## [EXERCISE REQUIREMENTS]
How many lines in the entries below contain the word "white"? Give only the number.

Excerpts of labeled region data

· · · · · · ·

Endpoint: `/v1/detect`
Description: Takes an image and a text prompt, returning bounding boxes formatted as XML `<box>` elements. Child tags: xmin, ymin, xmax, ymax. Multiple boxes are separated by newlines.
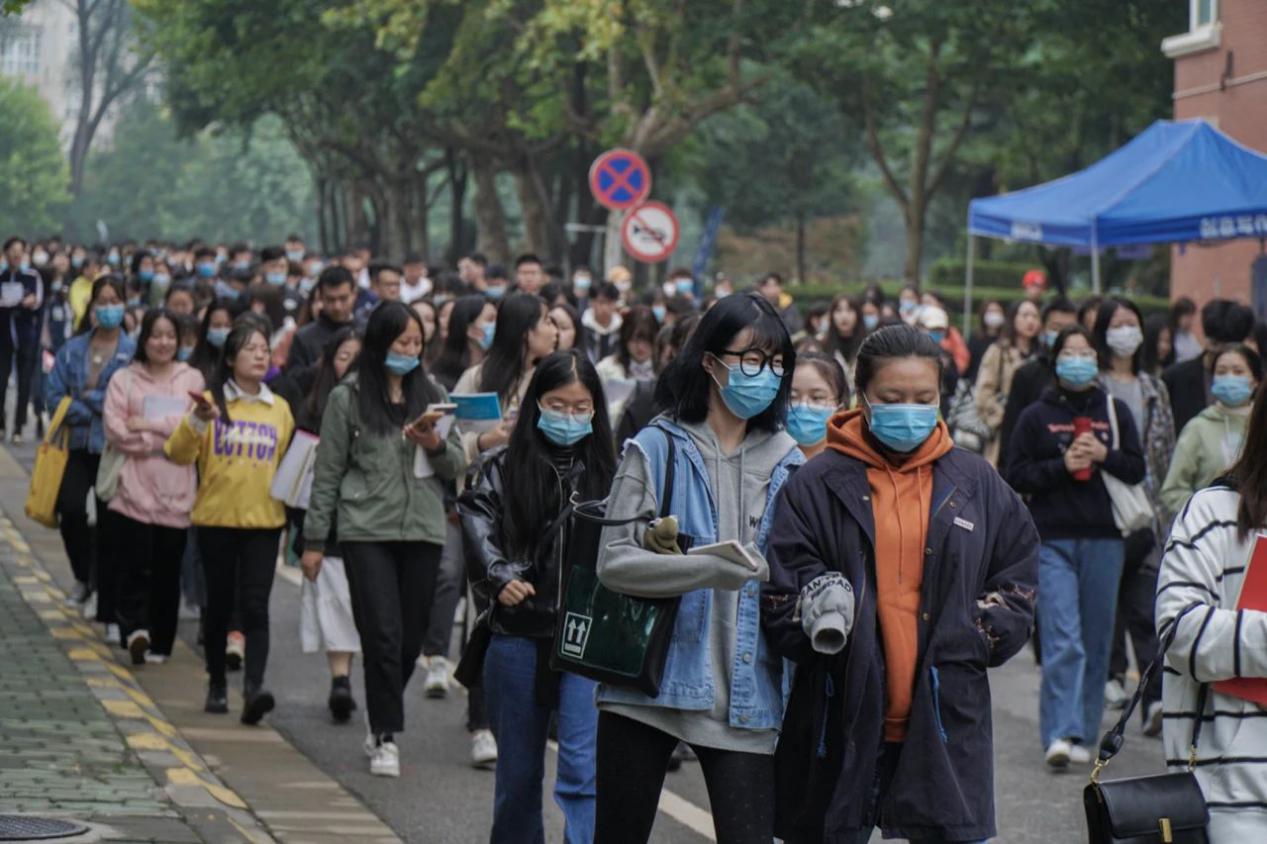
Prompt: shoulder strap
<box><xmin>1105</xmin><ymin>390</ymin><xmax>1121</xmax><ymax>451</ymax></box>
<box><xmin>1091</xmin><ymin>603</ymin><xmax>1210</xmax><ymax>782</ymax></box>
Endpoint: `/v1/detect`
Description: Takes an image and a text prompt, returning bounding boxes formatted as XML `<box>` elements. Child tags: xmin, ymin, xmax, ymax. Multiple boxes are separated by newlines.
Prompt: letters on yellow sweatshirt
<box><xmin>163</xmin><ymin>393</ymin><xmax>295</xmax><ymax>527</ymax></box>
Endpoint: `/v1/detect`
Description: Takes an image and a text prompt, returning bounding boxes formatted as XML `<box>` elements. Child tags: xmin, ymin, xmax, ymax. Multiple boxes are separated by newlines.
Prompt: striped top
<box><xmin>1157</xmin><ymin>485</ymin><xmax>1267</xmax><ymax>816</ymax></box>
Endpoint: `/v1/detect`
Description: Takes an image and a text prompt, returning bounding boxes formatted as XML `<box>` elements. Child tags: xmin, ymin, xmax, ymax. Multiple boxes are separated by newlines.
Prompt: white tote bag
<box><xmin>1100</xmin><ymin>395</ymin><xmax>1153</xmax><ymax>536</ymax></box>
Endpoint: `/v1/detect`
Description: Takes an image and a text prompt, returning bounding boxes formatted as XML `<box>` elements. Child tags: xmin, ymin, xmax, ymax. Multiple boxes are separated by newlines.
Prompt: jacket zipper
<box><xmin>929</xmin><ymin>665</ymin><xmax>950</xmax><ymax>744</ymax></box>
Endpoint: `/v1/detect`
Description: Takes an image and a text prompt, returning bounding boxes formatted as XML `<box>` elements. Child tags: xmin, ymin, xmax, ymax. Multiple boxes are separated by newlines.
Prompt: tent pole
<box><xmin>1091</xmin><ymin>221</ymin><xmax>1100</xmax><ymax>295</ymax></box>
<box><xmin>963</xmin><ymin>229</ymin><xmax>977</xmax><ymax>338</ymax></box>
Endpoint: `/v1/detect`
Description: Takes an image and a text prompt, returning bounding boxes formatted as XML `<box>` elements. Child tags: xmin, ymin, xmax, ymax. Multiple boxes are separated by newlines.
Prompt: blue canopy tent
<box><xmin>964</xmin><ymin>119</ymin><xmax>1267</xmax><ymax>331</ymax></box>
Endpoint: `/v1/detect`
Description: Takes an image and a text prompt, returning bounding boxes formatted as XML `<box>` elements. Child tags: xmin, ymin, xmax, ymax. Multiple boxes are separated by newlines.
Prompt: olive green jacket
<box><xmin>304</xmin><ymin>375</ymin><xmax>466</xmax><ymax>550</ymax></box>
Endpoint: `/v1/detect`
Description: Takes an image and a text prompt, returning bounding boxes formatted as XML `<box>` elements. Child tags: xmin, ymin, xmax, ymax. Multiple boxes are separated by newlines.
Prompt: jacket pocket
<box><xmin>929</xmin><ymin>665</ymin><xmax>950</xmax><ymax>744</ymax></box>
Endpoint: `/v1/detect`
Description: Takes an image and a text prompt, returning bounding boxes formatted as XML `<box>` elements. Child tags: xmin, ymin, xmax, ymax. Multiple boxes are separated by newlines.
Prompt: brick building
<box><xmin>1162</xmin><ymin>0</ymin><xmax>1267</xmax><ymax>302</ymax></box>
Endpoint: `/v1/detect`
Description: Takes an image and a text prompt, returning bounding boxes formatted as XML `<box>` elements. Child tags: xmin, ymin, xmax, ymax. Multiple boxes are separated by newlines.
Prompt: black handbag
<box><xmin>550</xmin><ymin>435</ymin><xmax>689</xmax><ymax>697</ymax></box>
<box><xmin>1082</xmin><ymin>607</ymin><xmax>1210</xmax><ymax>844</ymax></box>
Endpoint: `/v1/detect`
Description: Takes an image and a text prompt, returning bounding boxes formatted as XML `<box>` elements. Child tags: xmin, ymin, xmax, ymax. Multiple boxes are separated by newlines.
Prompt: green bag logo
<box><xmin>560</xmin><ymin>612</ymin><xmax>594</xmax><ymax>659</ymax></box>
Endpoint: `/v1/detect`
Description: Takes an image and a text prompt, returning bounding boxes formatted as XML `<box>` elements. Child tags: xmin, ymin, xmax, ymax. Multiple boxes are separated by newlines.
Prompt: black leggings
<box><xmin>198</xmin><ymin>525</ymin><xmax>281</xmax><ymax>688</ymax></box>
<box><xmin>594</xmin><ymin>712</ymin><xmax>774</xmax><ymax>844</ymax></box>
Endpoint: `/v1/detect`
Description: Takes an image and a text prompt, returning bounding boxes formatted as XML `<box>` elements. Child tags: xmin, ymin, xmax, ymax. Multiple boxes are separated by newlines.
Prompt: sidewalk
<box><xmin>0</xmin><ymin>449</ymin><xmax>399</xmax><ymax>844</ymax></box>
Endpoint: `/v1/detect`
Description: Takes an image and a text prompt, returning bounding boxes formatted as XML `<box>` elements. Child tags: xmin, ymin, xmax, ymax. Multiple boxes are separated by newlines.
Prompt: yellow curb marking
<box><xmin>167</xmin><ymin>768</ymin><xmax>246</xmax><ymax>809</ymax></box>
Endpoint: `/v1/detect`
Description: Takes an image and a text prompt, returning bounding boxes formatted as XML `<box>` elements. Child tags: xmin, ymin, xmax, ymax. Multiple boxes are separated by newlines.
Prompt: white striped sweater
<box><xmin>1157</xmin><ymin>487</ymin><xmax>1267</xmax><ymax>826</ymax></box>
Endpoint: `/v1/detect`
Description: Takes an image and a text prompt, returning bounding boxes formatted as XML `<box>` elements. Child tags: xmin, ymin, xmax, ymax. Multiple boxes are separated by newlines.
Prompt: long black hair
<box><xmin>209</xmin><ymin>319</ymin><xmax>269</xmax><ymax>425</ymax></box>
<box><xmin>304</xmin><ymin>326</ymin><xmax>361</xmax><ymax>423</ymax></box>
<box><xmin>854</xmin><ymin>323</ymin><xmax>945</xmax><ymax>395</ymax></box>
<box><xmin>75</xmin><ymin>275</ymin><xmax>128</xmax><ymax>335</ymax></box>
<box><xmin>655</xmin><ymin>293</ymin><xmax>796</xmax><ymax>431</ymax></box>
<box><xmin>189</xmin><ymin>299</ymin><xmax>233</xmax><ymax>383</ymax></box>
<box><xmin>356</xmin><ymin>302</ymin><xmax>441</xmax><ymax>436</ymax></box>
<box><xmin>132</xmin><ymin>308</ymin><xmax>180</xmax><ymax>364</ymax></box>
<box><xmin>431</xmin><ymin>295</ymin><xmax>488</xmax><ymax>390</ymax></box>
<box><xmin>476</xmin><ymin>293</ymin><xmax>547</xmax><ymax>406</ymax></box>
<box><xmin>502</xmin><ymin>348</ymin><xmax>616</xmax><ymax>556</ymax></box>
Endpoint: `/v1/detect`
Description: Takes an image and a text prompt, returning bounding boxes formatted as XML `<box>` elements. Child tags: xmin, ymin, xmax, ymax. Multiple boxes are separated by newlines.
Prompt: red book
<box><xmin>1214</xmin><ymin>534</ymin><xmax>1267</xmax><ymax>706</ymax></box>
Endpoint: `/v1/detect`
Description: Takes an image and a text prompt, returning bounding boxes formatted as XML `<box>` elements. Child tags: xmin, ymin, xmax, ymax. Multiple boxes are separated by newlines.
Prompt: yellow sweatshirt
<box><xmin>163</xmin><ymin>381</ymin><xmax>295</xmax><ymax>527</ymax></box>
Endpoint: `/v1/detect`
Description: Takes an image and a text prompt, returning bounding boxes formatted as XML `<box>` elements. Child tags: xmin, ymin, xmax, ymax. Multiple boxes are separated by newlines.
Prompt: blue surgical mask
<box><xmin>788</xmin><ymin>404</ymin><xmax>831</xmax><ymax>445</ymax></box>
<box><xmin>715</xmin><ymin>360</ymin><xmax>783</xmax><ymax>419</ymax></box>
<box><xmin>1055</xmin><ymin>357</ymin><xmax>1100</xmax><ymax>389</ymax></box>
<box><xmin>383</xmin><ymin>352</ymin><xmax>422</xmax><ymax>375</ymax></box>
<box><xmin>867</xmin><ymin>402</ymin><xmax>938</xmax><ymax>454</ymax></box>
<box><xmin>92</xmin><ymin>305</ymin><xmax>123</xmax><ymax>328</ymax></box>
<box><xmin>537</xmin><ymin>406</ymin><xmax>594</xmax><ymax>447</ymax></box>
<box><xmin>1210</xmin><ymin>375</ymin><xmax>1254</xmax><ymax>407</ymax></box>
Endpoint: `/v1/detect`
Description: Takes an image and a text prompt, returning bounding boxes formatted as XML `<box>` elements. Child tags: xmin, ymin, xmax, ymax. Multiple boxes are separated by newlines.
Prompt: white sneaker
<box><xmin>1047</xmin><ymin>739</ymin><xmax>1073</xmax><ymax>770</ymax></box>
<box><xmin>422</xmin><ymin>656</ymin><xmax>449</xmax><ymax>700</ymax></box>
<box><xmin>370</xmin><ymin>741</ymin><xmax>400</xmax><ymax>777</ymax></box>
<box><xmin>1105</xmin><ymin>679</ymin><xmax>1130</xmax><ymax>710</ymax></box>
<box><xmin>471</xmin><ymin>730</ymin><xmax>497</xmax><ymax>768</ymax></box>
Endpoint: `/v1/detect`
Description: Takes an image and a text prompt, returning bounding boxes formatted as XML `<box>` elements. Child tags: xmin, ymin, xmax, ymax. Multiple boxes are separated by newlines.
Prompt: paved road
<box><xmin>5</xmin><ymin>433</ymin><xmax>1162</xmax><ymax>844</ymax></box>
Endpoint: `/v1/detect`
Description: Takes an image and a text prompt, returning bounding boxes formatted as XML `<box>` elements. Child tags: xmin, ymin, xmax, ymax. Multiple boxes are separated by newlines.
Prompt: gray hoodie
<box><xmin>598</xmin><ymin>422</ymin><xmax>796</xmax><ymax>754</ymax></box>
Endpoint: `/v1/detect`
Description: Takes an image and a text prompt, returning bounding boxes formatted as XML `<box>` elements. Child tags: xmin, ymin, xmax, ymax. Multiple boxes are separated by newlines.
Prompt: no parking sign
<box><xmin>621</xmin><ymin>201</ymin><xmax>682</xmax><ymax>264</ymax></box>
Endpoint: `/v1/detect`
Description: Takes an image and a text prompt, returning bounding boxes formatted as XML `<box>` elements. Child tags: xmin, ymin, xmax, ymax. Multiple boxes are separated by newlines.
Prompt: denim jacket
<box><xmin>598</xmin><ymin>417</ymin><xmax>805</xmax><ymax>730</ymax></box>
<box><xmin>44</xmin><ymin>331</ymin><xmax>137</xmax><ymax>454</ymax></box>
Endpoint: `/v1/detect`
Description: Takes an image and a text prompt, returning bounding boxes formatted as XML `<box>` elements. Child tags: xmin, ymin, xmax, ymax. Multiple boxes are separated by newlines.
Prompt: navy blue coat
<box><xmin>763</xmin><ymin>449</ymin><xmax>1039</xmax><ymax>844</ymax></box>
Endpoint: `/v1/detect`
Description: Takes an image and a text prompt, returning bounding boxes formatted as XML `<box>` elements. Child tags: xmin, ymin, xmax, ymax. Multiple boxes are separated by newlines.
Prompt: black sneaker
<box><xmin>327</xmin><ymin>677</ymin><xmax>356</xmax><ymax>724</ymax></box>
<box><xmin>242</xmin><ymin>688</ymin><xmax>276</xmax><ymax>726</ymax></box>
<box><xmin>203</xmin><ymin>683</ymin><xmax>229</xmax><ymax>715</ymax></box>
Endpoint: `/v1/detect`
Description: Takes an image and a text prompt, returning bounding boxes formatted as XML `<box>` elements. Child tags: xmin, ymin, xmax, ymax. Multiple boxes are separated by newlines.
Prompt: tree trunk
<box><xmin>512</xmin><ymin>162</ymin><xmax>552</xmax><ymax>255</ymax></box>
<box><xmin>796</xmin><ymin>212</ymin><xmax>807</xmax><ymax>284</ymax></box>
<box><xmin>445</xmin><ymin>147</ymin><xmax>470</xmax><ymax>266</ymax></box>
<box><xmin>471</xmin><ymin>157</ymin><xmax>511</xmax><ymax>265</ymax></box>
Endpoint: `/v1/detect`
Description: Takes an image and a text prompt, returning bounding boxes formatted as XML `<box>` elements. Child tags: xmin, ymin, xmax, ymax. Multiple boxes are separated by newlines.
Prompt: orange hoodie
<box><xmin>827</xmin><ymin>411</ymin><xmax>954</xmax><ymax>741</ymax></box>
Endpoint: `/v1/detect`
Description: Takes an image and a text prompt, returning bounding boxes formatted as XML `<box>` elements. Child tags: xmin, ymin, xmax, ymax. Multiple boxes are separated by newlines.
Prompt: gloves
<box><xmin>801</xmin><ymin>572</ymin><xmax>854</xmax><ymax>655</ymax></box>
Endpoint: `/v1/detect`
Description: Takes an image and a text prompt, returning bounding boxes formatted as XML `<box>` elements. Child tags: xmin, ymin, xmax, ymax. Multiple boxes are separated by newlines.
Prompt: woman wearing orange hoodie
<box><xmin>763</xmin><ymin>326</ymin><xmax>1039</xmax><ymax>843</ymax></box>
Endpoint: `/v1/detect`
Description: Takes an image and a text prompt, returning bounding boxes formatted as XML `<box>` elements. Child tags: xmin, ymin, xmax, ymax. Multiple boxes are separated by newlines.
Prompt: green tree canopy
<box><xmin>0</xmin><ymin>76</ymin><xmax>70</xmax><ymax>236</ymax></box>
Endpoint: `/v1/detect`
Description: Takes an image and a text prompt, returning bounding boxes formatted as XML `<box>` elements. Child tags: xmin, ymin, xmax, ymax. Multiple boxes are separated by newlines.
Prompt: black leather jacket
<box><xmin>457</xmin><ymin>447</ymin><xmax>602</xmax><ymax>639</ymax></box>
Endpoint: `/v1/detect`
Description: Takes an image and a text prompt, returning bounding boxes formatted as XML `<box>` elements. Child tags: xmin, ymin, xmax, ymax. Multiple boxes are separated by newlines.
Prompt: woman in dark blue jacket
<box><xmin>761</xmin><ymin>326</ymin><xmax>1038</xmax><ymax>844</ymax></box>
<box><xmin>1007</xmin><ymin>326</ymin><xmax>1145</xmax><ymax>769</ymax></box>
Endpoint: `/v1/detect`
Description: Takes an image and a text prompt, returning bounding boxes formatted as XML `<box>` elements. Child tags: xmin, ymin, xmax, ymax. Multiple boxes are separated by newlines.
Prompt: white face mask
<box><xmin>1105</xmin><ymin>326</ymin><xmax>1144</xmax><ymax>357</ymax></box>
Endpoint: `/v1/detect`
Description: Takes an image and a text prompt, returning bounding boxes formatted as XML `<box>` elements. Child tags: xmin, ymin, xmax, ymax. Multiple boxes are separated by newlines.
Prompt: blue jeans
<box><xmin>484</xmin><ymin>635</ymin><xmax>598</xmax><ymax>844</ymax></box>
<box><xmin>1038</xmin><ymin>539</ymin><xmax>1124</xmax><ymax>748</ymax></box>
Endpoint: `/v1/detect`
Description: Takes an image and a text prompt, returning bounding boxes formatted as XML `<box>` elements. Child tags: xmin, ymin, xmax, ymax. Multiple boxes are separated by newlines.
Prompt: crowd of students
<box><xmin>9</xmin><ymin>226</ymin><xmax>1267</xmax><ymax>843</ymax></box>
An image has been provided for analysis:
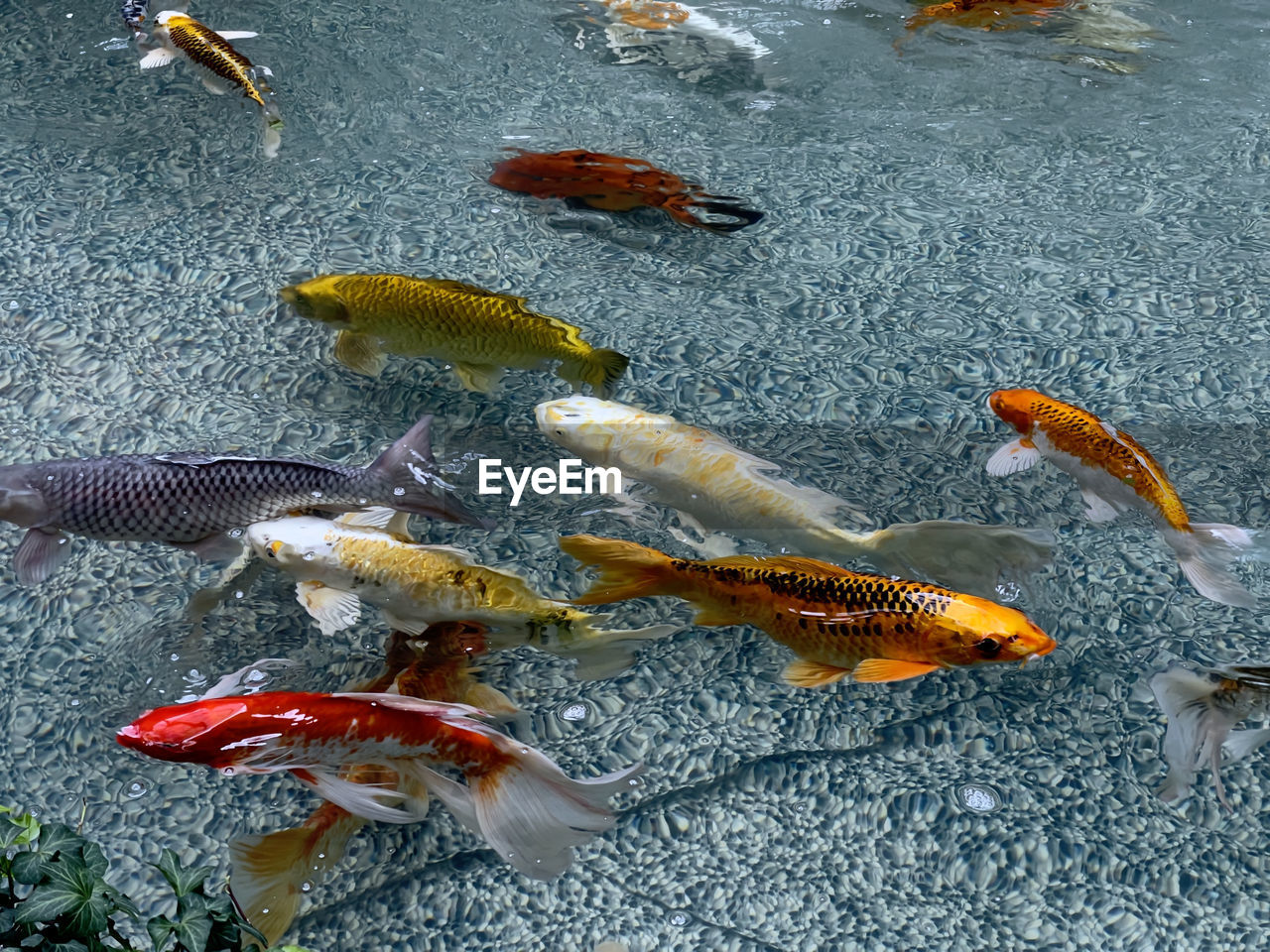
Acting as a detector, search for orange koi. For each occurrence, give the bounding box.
[987,390,1256,608]
[489,149,763,232]
[560,536,1054,688]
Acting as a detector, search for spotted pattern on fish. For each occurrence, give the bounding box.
[167,15,267,108]
[992,390,1190,532]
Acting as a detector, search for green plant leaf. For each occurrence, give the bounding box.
[155,848,212,900]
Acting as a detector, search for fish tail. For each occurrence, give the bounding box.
[662,193,763,234]
[1163,523,1257,608]
[367,416,493,528]
[560,536,679,606]
[412,736,644,880]
[557,348,631,400]
[1151,667,1241,810]
[851,520,1054,590]
[230,803,366,947]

· · · · · · ·

## [SOLUTION TO THE EXERCISE]
4